## EXERCISE
Write out the full listing exactly as given, minus the images.

------------------------

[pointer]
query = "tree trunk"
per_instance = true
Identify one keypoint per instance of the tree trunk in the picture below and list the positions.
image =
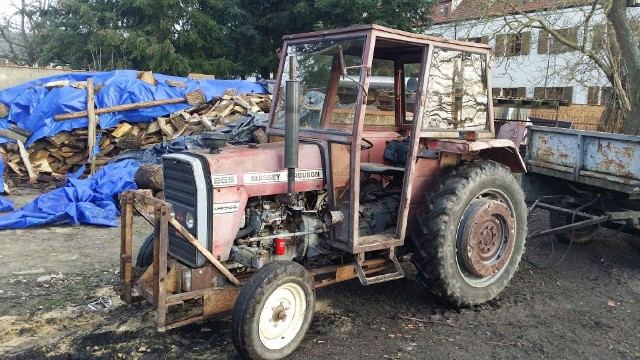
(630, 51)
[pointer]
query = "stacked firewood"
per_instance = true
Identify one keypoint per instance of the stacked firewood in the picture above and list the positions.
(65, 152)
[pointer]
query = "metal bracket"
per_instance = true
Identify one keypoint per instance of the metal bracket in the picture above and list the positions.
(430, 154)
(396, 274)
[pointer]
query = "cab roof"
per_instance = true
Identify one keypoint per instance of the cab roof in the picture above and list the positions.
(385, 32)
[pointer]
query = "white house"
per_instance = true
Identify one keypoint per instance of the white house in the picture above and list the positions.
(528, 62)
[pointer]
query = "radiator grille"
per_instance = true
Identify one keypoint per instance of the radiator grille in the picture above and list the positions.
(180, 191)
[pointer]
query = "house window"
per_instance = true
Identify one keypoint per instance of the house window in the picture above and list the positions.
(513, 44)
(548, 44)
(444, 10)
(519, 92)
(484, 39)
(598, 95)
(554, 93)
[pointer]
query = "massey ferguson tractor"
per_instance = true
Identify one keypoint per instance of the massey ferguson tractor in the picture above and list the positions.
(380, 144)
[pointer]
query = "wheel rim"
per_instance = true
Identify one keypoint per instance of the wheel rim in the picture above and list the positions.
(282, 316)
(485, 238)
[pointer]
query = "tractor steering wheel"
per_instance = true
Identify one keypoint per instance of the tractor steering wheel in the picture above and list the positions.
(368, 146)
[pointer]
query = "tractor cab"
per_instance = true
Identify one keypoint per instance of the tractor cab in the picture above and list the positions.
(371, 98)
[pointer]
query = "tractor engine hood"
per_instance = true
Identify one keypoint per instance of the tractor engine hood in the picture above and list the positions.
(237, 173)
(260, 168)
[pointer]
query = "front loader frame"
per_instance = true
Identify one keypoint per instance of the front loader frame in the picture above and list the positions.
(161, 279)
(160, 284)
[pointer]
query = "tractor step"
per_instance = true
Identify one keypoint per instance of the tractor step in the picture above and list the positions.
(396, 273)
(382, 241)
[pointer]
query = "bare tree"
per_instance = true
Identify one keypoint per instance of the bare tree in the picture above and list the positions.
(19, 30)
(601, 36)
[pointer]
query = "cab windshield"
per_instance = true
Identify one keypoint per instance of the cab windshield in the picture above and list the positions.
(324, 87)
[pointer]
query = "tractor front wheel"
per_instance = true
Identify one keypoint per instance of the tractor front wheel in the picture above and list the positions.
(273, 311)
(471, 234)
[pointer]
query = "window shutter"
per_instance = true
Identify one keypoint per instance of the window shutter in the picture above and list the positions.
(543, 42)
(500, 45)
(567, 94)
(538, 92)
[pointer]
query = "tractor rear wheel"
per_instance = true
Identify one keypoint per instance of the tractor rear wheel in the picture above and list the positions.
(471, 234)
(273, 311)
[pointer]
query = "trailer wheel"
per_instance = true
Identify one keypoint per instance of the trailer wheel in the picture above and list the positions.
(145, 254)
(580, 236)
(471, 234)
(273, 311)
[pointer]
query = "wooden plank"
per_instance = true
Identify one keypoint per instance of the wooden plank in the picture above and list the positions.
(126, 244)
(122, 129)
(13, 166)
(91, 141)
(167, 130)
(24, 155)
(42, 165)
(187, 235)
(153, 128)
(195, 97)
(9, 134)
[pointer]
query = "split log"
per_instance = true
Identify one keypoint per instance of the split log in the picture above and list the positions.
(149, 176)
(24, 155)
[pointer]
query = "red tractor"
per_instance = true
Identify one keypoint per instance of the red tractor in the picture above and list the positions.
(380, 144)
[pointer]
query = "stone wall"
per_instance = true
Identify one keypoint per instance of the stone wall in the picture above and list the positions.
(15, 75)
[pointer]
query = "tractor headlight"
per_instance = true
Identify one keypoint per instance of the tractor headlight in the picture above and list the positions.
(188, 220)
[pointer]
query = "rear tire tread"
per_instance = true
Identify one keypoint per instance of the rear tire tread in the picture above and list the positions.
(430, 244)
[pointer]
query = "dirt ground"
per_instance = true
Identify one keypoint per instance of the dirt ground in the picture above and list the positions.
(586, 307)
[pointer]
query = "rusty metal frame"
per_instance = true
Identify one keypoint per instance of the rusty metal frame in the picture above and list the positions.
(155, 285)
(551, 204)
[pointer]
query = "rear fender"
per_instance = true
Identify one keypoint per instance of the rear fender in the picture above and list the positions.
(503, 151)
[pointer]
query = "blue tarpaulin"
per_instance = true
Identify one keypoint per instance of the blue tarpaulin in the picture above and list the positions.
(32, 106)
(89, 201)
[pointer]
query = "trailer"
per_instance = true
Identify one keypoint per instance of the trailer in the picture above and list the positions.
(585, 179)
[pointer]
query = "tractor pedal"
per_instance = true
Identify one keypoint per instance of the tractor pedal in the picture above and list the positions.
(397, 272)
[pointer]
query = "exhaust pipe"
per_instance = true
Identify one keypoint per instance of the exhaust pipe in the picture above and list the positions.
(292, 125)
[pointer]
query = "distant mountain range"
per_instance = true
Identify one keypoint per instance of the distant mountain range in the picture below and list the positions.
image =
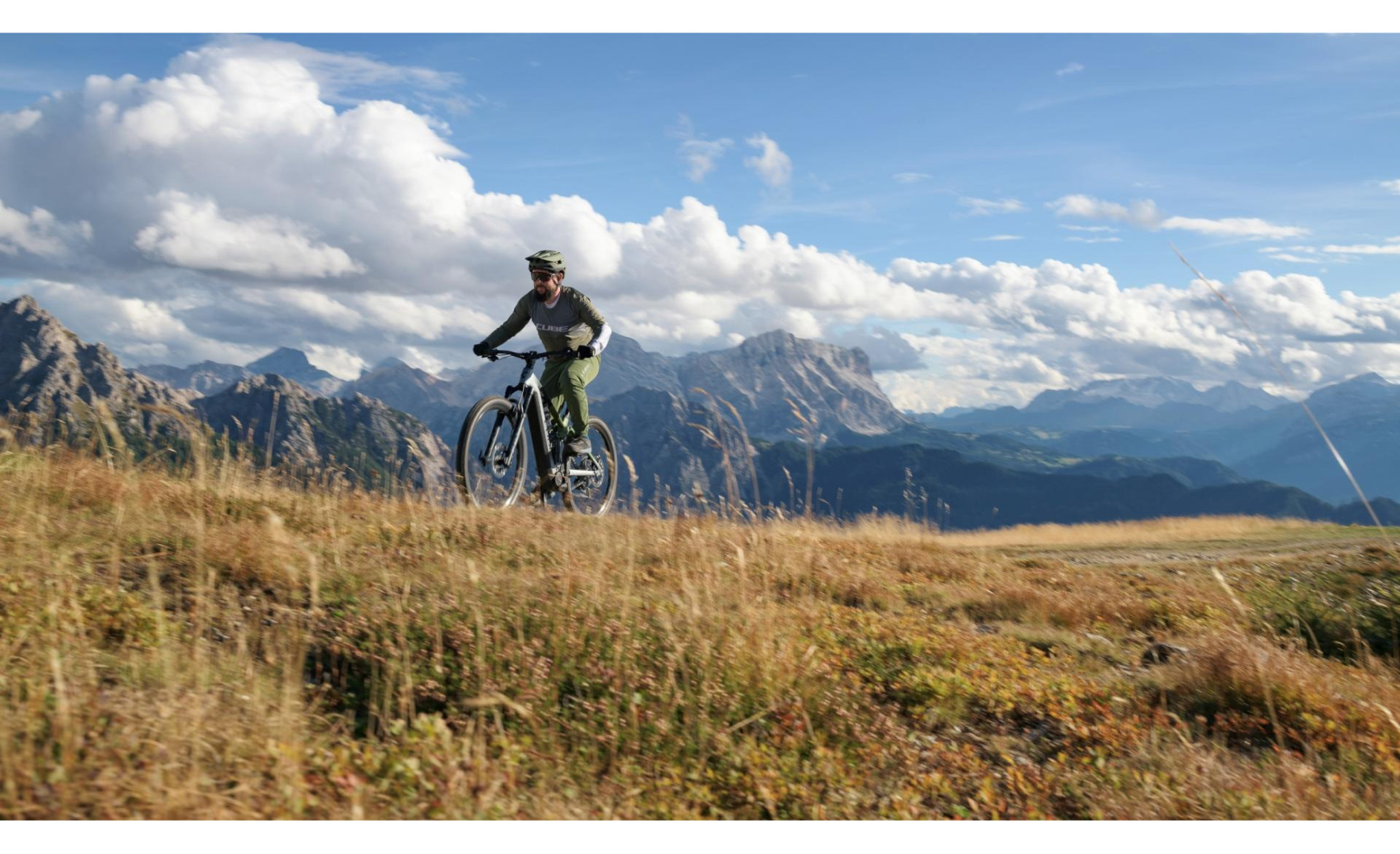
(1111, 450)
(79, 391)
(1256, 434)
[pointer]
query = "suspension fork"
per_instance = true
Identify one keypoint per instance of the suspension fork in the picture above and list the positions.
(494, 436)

------------------------

## EXERCISE RESULT
[pointer]
query = "tree trunk"
per_instance = true
Identify one keypoint per instance of the tree trunk in the picture below and list the positions.
image =
(630, 51)
[pointer]
query = "stacked firewood"
per_instance = true
Identify one keypoint per instance of the stacked firewood in the picture above and list the positions.
(65, 152)
[pointer]
query = "metal bracket"
per_instance = true
Identify one keypoint per instance of the metal bracket in the picture above and list the positions.
(430, 154)
(396, 274)
[pointer]
query = "cab roof"
per_instance = true
Identify one keypoint per instance of the cab roof in the picture above and list the positions.
(385, 32)
[pointer]
query = "white house"
per_instance = true
Identify one keypoint per instance of the white house in the picture above and list the positions.
(528, 62)
[pointer]
query = "radiator grille"
per_instance = true
Identify one keypoint per instance of the radiator grille in the picture above and list the positions.
(180, 191)
[pointer]
query = "house window"
per_instance = true
Identify one keypoint per instance of the house window in the picture above and list the positions.
(513, 44)
(548, 44)
(444, 10)
(519, 92)
(484, 39)
(598, 95)
(554, 93)
[pointer]
query = "massey ferguson tractor"
per_instance = true
Identify one keypoint per instance of the massey ferguson tractor in the picture above and list the positions.
(380, 144)
[pointer]
query = "wheel rim"
per_instance = true
Identify one keypoint per instance of the wheel rim in the picture above and list the positions.
(282, 316)
(485, 238)
[pointer]
query = "tractor steering wheel"
per_instance = true
Identify one keypoint per instance of the tractor steering wheel in the picture above and list the positions.
(368, 146)
[pointer]
query = "tractor cab"
per_instance = true
Identify one keypoint per instance of the tractor cab in the picture above and list the positions.
(371, 98)
[pointer]
query = "tractor engine hood"
per_instance = true
Identify one keypoint per instance of the tractor engine hood in the picture above and list the positions.
(237, 173)
(260, 168)
[pointer]
query = "front loader frame"
per_instance = true
Identify one keypoint per instance of the front loader frame in the picture above and list the positions.
(161, 279)
(160, 284)
[pointer]
query = "tractor step"
per_instance = true
Identify one keypoint per instance of the tractor step in the picture above and list the positions.
(396, 273)
(382, 241)
[pointer]
query = "bare tree"
per_instance = true
Identify one keypoint per instance of the bare tree in the picture above and list the positions.
(19, 30)
(601, 36)
[pointer]
query = "cab windshield"
per_instance = true
Identify one keypoint per instance of the cab windshield in the picture above and list the positions.
(324, 87)
[pointer]
query = "tractor front wheel"
per_instance = true
Identify one keypoint per instance of the tractor front wheel in the picture above and list the positions.
(273, 311)
(471, 234)
[pointer]
query = "window shutter"
per_instance = true
Identify one keypoint per instance of the window shutter in the picture above and list the positions.
(543, 42)
(500, 45)
(567, 94)
(538, 92)
[pointer]
query = "tractor rear wheel"
per_instance = true
Identify one keypoint per instance of the tractor rear wheel in the picture above and list the positions.
(471, 234)
(273, 311)
[pointer]
query = "trailer wheel"
per_instance = true
Identify one keypoint per instance of the trailer wheel in the picture above and list the positions.
(145, 254)
(580, 236)
(471, 234)
(273, 311)
[pointer]
query = "wooden plank"
per_instance = true
Identify one keypoint per instance of the wooden plank in the picture above and list the positions.
(126, 244)
(122, 129)
(13, 166)
(91, 141)
(167, 130)
(24, 155)
(42, 165)
(187, 235)
(153, 128)
(195, 97)
(9, 134)
[pointer]
query = "split log"
per_instance = true
Identify one keypoint per instance of the split log in the picture above and list the positions.
(149, 176)
(24, 155)
[pointer]
query = "red tractor"
per_instance = true
Identify one keypoint per instance of the red tractor in the picture above and list the positions.
(380, 144)
[pointer]
query = "stone wall"
per_instance = true
Identify one keypoint per instance of the stone wall in the picture above and list the positions.
(15, 75)
[pointer]
query = "tractor headlight"
per_instance = true
Identify one keypoint per instance of the tractor headlight in the picture above and list the positions.
(188, 220)
[pointer]
query = "rear tire tread"
per_instance = true
Identify one keypoint per instance of the rear tire tread in the picture above and list the positions.
(430, 244)
[pointer]
query = "dirt ground"
per_instance = true
Identify one keypoint per instance of the dirt ground in the picture above and list the positions.
(586, 307)
[pointer]
query = "rusty metal frame"
per_instance = true
Identify one keypoint per instance of the rusty metal frame in the picture above and list the positions.
(155, 285)
(551, 204)
[pointer]
query = "rear fender"
per_instance = true
Identify one keypoint per instance of the rear fender in the picture above and list the positions.
(503, 151)
[pointer]
query = "blue tarpaulin"
per_instance = true
Identify one keypoint per instance of the blue tarpaulin in the picture above and list the positions.
(32, 106)
(89, 201)
[pointer]
query = "trailer"
per_instance = true
Identify one keypoint per instance of the trailer in the picture above and list the positions.
(585, 179)
[pointer]
query = "tractor pedal"
per_instance = true
Identify one keypoint per instance of the tractor pedal in the picture above and list the positions.
(397, 272)
[pointer]
query = "exhaust pipe"
per_instance = true
Identify one keypoint per instance of the exhaust pipe in the picture above and list the positions.
(292, 125)
[pointer]
query = "distant mountain range"
per_instance = true
Identify one keypoint per instance of the distant mountain range in the picture below and list the positions.
image =
(1111, 450)
(79, 391)
(1256, 434)
[pointer]
query = "suspension fork"
per_instance = true
Identify one keypoint per instance of the suspension fork in the picture above and list the positions.
(494, 436)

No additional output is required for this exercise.